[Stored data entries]
______________________________

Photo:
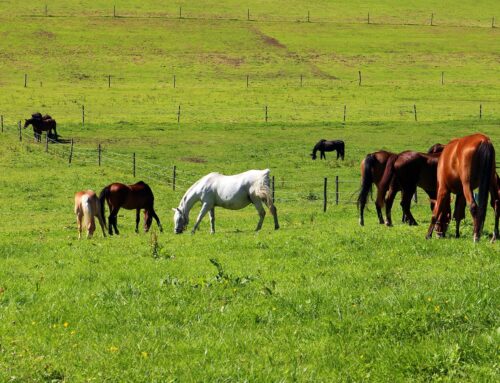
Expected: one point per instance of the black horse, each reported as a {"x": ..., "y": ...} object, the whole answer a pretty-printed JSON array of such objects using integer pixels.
[
  {"x": 42, "y": 124},
  {"x": 328, "y": 146}
]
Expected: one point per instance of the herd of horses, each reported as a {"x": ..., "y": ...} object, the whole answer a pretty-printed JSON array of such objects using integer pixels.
[{"x": 458, "y": 167}]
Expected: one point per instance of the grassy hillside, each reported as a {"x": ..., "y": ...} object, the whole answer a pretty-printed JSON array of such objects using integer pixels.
[{"x": 321, "y": 299}]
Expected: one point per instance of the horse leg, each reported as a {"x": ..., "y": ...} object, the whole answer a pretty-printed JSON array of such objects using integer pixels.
[
  {"x": 153, "y": 214},
  {"x": 212, "y": 220},
  {"x": 204, "y": 210},
  {"x": 459, "y": 213}
]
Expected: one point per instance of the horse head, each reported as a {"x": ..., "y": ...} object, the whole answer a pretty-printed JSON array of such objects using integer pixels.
[{"x": 180, "y": 221}]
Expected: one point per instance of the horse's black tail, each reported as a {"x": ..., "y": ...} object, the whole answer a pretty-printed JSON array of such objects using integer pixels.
[
  {"x": 383, "y": 185},
  {"x": 102, "y": 200},
  {"x": 486, "y": 158},
  {"x": 366, "y": 180}
]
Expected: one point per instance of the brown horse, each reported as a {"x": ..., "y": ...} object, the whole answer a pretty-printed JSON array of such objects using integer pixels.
[
  {"x": 41, "y": 124},
  {"x": 465, "y": 164},
  {"x": 328, "y": 146},
  {"x": 87, "y": 206},
  {"x": 372, "y": 170},
  {"x": 404, "y": 172},
  {"x": 137, "y": 196}
]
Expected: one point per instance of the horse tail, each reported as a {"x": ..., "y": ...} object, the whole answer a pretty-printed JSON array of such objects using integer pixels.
[
  {"x": 486, "y": 160},
  {"x": 366, "y": 180},
  {"x": 383, "y": 185},
  {"x": 262, "y": 188},
  {"x": 102, "y": 199}
]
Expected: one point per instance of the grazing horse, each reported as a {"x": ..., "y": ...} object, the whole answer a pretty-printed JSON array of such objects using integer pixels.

______________________________

Each record has to be set down verbatim, and the pictures must not appear in the copy.

Photo:
Expected: one point per instance of the black horse, each reported as a {"x": ..., "y": ...} object, the whole answer a pretty-printed JSON array of such objects using integer pixels.
[
  {"x": 42, "y": 124},
  {"x": 328, "y": 146}
]
Expected: one point per instance of the herd of horses, each reported as a {"x": ..., "y": ...} object, the whole answer a pretty-printed JSON array of such objects using integer pixels.
[{"x": 458, "y": 167}]
Expected: one point per instance of the grassy hillside, each reported as a {"x": ..., "y": ...} object, the whole answer a pretty-printed JSON array of such objects using integer pixels.
[{"x": 321, "y": 299}]
Expected: one point per instance of the horse leg, each reported as a {"x": ..., "y": ...} object, the whole answer a pretty-printed JSON array of such objects using integer pixels.
[
  {"x": 153, "y": 214},
  {"x": 212, "y": 220},
  {"x": 204, "y": 210},
  {"x": 459, "y": 213}
]
Expected: one point per instance of the horse head, each reported as a {"x": ..., "y": ...} object, the whole answer a pretty-printed JSON array of such objects using integer pixels.
[{"x": 180, "y": 221}]
Expected: one point per instance of the horse's black tail, each reported as a {"x": ..., "y": ...} object, the whole answer a pretty-printed JSON array of such objects using integer pixels.
[
  {"x": 383, "y": 185},
  {"x": 102, "y": 200},
  {"x": 486, "y": 158},
  {"x": 366, "y": 180}
]
Expected: one point per instance of the brown horse, each reported as a {"x": ..., "y": ...} object, the whole answer a pretty-printed JSON array of such objects using integer pixels.
[
  {"x": 41, "y": 124},
  {"x": 465, "y": 164},
  {"x": 328, "y": 146},
  {"x": 87, "y": 206},
  {"x": 372, "y": 170},
  {"x": 404, "y": 172},
  {"x": 137, "y": 196}
]
Expected: one point per instance of the horse tail, each reported as a {"x": ..., "y": ...} object, the whole answer a pretty-printed JSON array of such objects using integer pixels.
[
  {"x": 486, "y": 160},
  {"x": 366, "y": 180},
  {"x": 383, "y": 185},
  {"x": 262, "y": 188},
  {"x": 102, "y": 199}
]
Expected: one point per instance of the grazing horse, each reported as a {"x": ..., "y": ...} object, the whole answer a pretty-printed JSON array of such objects using integer pixels.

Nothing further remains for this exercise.